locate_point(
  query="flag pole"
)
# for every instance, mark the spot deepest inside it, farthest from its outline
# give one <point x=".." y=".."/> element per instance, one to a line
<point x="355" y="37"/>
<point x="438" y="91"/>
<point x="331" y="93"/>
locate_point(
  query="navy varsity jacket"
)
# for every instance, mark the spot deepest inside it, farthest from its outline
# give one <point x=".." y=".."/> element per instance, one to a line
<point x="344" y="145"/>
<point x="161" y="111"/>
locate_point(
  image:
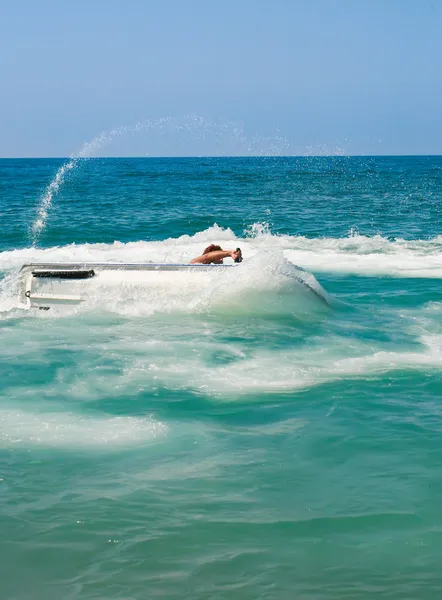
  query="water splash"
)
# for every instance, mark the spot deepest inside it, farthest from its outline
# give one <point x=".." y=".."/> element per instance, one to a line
<point x="199" y="127"/>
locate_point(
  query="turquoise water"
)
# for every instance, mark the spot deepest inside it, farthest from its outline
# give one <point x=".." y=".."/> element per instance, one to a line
<point x="252" y="441"/>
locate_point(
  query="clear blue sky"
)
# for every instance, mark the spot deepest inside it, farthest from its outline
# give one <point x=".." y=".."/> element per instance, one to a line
<point x="362" y="76"/>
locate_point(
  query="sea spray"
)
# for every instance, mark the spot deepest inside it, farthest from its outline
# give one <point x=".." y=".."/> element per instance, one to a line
<point x="193" y="125"/>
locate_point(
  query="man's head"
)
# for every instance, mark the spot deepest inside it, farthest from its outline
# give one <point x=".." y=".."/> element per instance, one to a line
<point x="212" y="248"/>
<point x="237" y="255"/>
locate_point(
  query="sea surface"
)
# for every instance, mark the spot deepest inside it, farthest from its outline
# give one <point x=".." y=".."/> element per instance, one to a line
<point x="254" y="440"/>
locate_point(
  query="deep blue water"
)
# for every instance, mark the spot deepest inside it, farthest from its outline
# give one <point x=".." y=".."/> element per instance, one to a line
<point x="246" y="441"/>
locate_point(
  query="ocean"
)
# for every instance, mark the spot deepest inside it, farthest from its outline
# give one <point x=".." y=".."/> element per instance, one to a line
<point x="252" y="440"/>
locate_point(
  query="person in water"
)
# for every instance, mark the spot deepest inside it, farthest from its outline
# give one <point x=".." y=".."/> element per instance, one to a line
<point x="214" y="254"/>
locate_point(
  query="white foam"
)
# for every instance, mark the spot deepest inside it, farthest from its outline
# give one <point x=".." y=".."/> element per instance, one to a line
<point x="264" y="283"/>
<point x="285" y="371"/>
<point x="20" y="428"/>
<point x="355" y="254"/>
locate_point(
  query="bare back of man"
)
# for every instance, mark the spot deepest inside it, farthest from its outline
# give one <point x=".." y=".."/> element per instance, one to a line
<point x="216" y="257"/>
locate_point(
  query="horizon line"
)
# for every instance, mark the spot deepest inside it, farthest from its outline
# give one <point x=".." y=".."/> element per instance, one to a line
<point x="222" y="156"/>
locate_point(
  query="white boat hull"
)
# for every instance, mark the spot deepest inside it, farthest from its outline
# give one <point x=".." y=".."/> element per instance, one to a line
<point x="55" y="284"/>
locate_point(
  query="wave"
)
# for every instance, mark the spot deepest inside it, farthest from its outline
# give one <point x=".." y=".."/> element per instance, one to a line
<point x="265" y="283"/>
<point x="60" y="429"/>
<point x="355" y="254"/>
== == ==
Problem to work on:
Go through the listing above and find each line that contains "water", then copy it.

Task output:
  query="water splash"
  query="turquoise water"
  query="deep blue water"
  query="person in water"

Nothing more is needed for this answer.